SMC International Winter Meet on Ben Nevis, 1345 m
Review of an outstanding climbing event that is second to none.
Winter mountaineering in Scotland – that is the epitome of battling the elements. Strong winds with high gusts on the approach and at the summit, snow flurries & spindrift in the gullies, plus wet conditions, the cold, little daylight and long approaches. If you come to Scotland in winter, you have to be prepared to suffer – at least that’s the broad notion (and my own experience from the past).
The SMC International Winter Meet, organised by the Scottish Mountaineering Club at the end of February 2023, proved that things can be different. Just in time for the start of the meet, a stable high-pressure zone set in over the Highlands, ensuring daily sunshine without any wind – just perfect for an intense week of climbing, understanding the whole of Ben Nevis with its numerous pillars, ridges and gullies, and learning what makes climbing on Scotland’s highest mountain so special. For winter mountaineering, the strong Scottish climbing ethic states that the faces must be covered with hoar frost, ice or snow and the turf must be frozen. A rule that makes perfect sense here. Everybody who has climbed Ben Nevis once understands why – and returns with strong experiences. Here you have to earn each single route, but they will remain in your memory for a long time. And that is ultimately what mountaineering is all about, isn’t it?
The week-long climbing meet took place in the legendary C.I.C. hut at the foot of Ben Nevis, short approaches guaranteed. Furthermore, we spent the first and last evening in the Lagangarbh Hut/Glen Coe. The idea of the climbing meet: For one week, local climbers present their area with all its peculiarities, meanings and rules to their international guests. The format is perfect: Daily climbing in international teams, good food in the evening, exciting talks, time for exchange, route planning and networking. The line-up: Eight international guests from Singapore, Korea, Poland, Italy, Germany and a corresponding number of local British climbers.

● **Material supplied**

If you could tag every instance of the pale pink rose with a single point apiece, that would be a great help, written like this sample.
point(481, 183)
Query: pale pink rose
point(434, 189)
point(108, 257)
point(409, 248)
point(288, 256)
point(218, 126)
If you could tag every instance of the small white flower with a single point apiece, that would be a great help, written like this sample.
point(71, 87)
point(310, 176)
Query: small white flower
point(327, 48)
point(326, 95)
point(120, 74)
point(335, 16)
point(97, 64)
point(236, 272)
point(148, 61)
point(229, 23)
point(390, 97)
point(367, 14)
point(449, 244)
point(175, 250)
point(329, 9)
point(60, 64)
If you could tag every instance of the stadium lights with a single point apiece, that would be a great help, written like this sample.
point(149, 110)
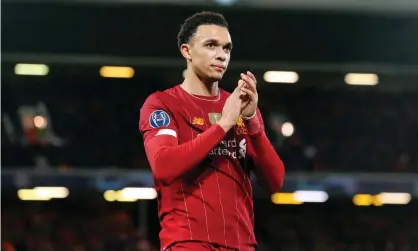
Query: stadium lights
point(117, 72)
point(31, 69)
point(300, 197)
point(287, 77)
point(130, 194)
point(361, 79)
point(287, 129)
point(381, 199)
point(43, 193)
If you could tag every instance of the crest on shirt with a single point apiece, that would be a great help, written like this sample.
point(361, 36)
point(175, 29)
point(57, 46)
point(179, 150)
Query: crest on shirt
point(198, 121)
point(159, 118)
point(214, 117)
point(241, 128)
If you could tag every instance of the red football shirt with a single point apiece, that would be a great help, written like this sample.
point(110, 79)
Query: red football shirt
point(211, 202)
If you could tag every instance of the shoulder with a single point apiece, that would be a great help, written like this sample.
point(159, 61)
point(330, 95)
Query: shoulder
point(224, 93)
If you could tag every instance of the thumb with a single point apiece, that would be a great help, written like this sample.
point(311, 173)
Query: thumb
point(237, 90)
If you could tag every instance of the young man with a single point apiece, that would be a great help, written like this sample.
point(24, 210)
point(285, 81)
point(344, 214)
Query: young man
point(202, 143)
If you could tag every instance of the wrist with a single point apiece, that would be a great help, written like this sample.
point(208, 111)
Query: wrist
point(250, 117)
point(225, 124)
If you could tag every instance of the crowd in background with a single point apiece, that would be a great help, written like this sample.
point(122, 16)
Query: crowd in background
point(94, 124)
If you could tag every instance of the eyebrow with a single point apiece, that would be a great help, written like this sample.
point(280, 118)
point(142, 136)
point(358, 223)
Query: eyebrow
point(228, 45)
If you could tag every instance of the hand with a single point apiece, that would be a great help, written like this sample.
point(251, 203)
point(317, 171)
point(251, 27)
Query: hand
point(250, 99)
point(232, 109)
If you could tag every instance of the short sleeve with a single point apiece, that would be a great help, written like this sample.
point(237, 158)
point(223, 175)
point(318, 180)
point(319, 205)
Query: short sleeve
point(156, 119)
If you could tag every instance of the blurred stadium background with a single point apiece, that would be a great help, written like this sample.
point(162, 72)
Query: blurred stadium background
point(338, 84)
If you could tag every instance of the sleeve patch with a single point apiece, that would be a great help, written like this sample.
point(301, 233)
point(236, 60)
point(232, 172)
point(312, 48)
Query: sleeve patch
point(159, 118)
point(169, 132)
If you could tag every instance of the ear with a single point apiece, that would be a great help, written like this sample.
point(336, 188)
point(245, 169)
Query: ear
point(186, 51)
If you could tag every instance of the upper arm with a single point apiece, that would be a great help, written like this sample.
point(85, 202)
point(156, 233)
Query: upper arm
point(156, 120)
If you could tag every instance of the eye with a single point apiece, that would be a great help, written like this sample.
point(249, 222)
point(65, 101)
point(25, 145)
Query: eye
point(210, 45)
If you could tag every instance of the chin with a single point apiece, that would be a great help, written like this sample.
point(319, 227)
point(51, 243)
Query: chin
point(216, 77)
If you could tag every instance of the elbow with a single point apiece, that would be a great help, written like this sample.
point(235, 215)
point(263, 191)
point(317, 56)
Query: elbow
point(276, 186)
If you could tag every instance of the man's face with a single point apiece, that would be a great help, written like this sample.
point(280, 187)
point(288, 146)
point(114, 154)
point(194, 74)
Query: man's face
point(210, 51)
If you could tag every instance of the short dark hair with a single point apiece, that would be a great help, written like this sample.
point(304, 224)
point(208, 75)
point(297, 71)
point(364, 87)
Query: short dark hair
point(190, 25)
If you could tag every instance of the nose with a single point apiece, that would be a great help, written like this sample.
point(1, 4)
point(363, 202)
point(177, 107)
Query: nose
point(221, 55)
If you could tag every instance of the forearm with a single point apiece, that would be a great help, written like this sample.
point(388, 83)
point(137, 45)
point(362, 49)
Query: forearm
point(169, 160)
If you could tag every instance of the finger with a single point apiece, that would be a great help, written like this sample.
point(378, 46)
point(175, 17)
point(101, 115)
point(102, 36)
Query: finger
point(252, 76)
point(239, 87)
point(250, 82)
point(249, 93)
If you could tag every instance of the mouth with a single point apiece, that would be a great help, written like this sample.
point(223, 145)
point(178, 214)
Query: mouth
point(218, 68)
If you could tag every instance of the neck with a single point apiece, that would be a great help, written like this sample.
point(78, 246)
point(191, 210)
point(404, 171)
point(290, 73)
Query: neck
point(198, 86)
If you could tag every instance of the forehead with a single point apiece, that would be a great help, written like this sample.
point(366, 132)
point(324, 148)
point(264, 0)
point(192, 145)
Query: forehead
point(213, 32)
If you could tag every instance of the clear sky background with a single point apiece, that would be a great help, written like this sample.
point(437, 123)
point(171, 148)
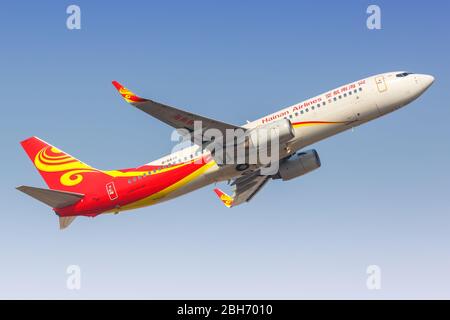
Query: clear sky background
point(380, 198)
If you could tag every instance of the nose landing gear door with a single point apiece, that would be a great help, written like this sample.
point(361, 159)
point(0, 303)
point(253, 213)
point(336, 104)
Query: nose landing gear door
point(381, 84)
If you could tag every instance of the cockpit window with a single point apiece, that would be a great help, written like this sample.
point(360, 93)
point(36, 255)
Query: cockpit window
point(404, 74)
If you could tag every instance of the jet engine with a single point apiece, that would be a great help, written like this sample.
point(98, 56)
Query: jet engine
point(298, 164)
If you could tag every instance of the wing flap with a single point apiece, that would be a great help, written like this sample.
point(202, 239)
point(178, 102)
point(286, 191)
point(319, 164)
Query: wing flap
point(174, 117)
point(245, 188)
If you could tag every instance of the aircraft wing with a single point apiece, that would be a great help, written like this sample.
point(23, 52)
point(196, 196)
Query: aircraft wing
point(177, 118)
point(245, 188)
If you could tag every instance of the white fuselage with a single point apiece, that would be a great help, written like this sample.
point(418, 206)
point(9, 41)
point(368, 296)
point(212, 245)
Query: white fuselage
point(320, 117)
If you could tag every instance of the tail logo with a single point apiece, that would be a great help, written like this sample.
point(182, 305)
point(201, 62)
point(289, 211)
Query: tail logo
point(50, 159)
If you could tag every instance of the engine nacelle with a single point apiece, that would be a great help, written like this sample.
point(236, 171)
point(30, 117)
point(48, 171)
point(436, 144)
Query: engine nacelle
point(263, 136)
point(298, 164)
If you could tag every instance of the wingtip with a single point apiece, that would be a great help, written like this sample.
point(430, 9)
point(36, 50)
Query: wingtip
point(117, 84)
point(129, 96)
point(226, 199)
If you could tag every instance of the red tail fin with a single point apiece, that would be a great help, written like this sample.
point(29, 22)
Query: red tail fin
point(60, 170)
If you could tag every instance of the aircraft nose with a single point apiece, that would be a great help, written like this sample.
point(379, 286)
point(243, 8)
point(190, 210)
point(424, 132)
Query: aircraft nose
point(426, 81)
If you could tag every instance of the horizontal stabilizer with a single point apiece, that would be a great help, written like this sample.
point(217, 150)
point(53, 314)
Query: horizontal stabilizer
point(53, 198)
point(65, 221)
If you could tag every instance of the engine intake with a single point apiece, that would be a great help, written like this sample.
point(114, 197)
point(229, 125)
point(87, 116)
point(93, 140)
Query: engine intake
point(298, 164)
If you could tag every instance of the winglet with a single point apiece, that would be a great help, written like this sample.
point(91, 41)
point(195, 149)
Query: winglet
point(226, 199)
point(129, 96)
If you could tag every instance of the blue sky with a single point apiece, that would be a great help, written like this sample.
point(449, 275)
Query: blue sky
point(380, 198)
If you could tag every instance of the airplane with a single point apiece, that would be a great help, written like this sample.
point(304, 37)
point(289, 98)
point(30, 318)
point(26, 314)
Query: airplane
point(77, 189)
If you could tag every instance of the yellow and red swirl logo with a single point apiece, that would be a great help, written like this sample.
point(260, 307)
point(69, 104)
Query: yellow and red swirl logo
point(226, 199)
point(50, 159)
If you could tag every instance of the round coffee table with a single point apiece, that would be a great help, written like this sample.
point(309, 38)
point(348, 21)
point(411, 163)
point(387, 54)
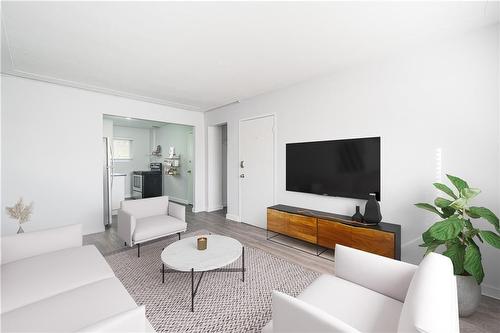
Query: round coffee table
point(184, 256)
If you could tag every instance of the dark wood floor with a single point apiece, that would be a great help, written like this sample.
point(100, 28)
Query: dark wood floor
point(486, 318)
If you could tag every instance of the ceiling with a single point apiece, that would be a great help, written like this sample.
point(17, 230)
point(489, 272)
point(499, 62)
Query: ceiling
point(133, 122)
point(201, 55)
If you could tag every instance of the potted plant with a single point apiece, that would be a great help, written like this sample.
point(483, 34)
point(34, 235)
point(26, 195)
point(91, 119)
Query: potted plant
point(458, 235)
point(21, 213)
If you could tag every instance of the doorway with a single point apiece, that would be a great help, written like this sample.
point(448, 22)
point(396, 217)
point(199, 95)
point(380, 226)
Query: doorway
point(256, 166)
point(217, 167)
point(145, 158)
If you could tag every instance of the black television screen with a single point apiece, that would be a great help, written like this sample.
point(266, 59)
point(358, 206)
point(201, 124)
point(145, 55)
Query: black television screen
point(343, 168)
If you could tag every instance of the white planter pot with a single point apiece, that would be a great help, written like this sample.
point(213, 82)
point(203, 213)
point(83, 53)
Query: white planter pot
point(469, 295)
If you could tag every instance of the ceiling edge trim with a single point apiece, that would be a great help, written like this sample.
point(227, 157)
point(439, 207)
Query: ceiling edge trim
point(106, 91)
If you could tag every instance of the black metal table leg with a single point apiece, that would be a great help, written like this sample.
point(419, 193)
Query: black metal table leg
point(192, 289)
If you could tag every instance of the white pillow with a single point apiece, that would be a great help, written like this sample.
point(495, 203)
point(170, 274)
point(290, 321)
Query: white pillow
point(430, 302)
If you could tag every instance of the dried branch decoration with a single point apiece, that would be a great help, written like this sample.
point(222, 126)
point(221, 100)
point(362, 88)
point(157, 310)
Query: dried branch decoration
point(20, 211)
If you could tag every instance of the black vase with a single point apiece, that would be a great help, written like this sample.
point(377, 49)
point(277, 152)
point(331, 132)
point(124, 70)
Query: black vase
point(372, 210)
point(357, 216)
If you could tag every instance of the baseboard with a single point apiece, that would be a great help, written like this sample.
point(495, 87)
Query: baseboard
point(213, 209)
point(178, 200)
point(196, 210)
point(490, 291)
point(233, 217)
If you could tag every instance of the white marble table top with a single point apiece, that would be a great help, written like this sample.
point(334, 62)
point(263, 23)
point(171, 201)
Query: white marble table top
point(184, 256)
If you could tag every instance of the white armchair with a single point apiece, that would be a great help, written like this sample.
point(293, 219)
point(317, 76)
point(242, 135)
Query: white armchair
point(371, 293)
point(143, 220)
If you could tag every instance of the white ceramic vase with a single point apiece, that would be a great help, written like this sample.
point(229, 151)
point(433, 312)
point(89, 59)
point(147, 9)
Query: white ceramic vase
point(469, 295)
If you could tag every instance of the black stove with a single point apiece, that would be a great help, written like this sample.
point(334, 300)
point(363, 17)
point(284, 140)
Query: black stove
point(148, 184)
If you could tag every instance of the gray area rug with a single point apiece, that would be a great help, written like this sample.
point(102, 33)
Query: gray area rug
point(223, 304)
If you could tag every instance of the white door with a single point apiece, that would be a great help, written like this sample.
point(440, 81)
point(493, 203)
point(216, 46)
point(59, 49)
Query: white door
point(189, 167)
point(256, 169)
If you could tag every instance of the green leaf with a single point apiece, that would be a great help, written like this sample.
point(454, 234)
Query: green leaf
point(469, 193)
point(459, 203)
point(430, 208)
point(471, 214)
point(445, 189)
point(458, 183)
point(456, 252)
point(472, 262)
point(447, 229)
point(432, 246)
point(427, 238)
point(486, 214)
point(491, 238)
point(442, 202)
point(448, 211)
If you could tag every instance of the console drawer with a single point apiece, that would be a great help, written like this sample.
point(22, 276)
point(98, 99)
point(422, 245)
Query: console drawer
point(331, 233)
point(277, 221)
point(302, 227)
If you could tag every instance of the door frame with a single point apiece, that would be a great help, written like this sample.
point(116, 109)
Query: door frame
point(273, 115)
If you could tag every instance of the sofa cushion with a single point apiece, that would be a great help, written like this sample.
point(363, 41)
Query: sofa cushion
point(30, 244)
point(32, 279)
point(291, 314)
point(129, 321)
point(431, 301)
point(152, 227)
point(146, 207)
point(359, 307)
point(72, 310)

● **Requirements**
Decide whether each statement agrees with the review of the SMC International Winter Meet, answering yes or no and quoting the deciding words from the review. 1. The Scottish Mountaineering Club organized the meet at the end of February 2023. 2. Strong winds accompanied the climbing throughout the week of the meet. 3. Participants spent every evening of the meet in the C.I.C. hut.

● **Right answer**
1. Yes: "organised by the Scottish Mountaineering Club at the end of February 2023"
2. No: "ensuring daily sunshine without any wind"
3. No: "we spent the first and last evening in the Lagangarbh Hut/Glen Coe"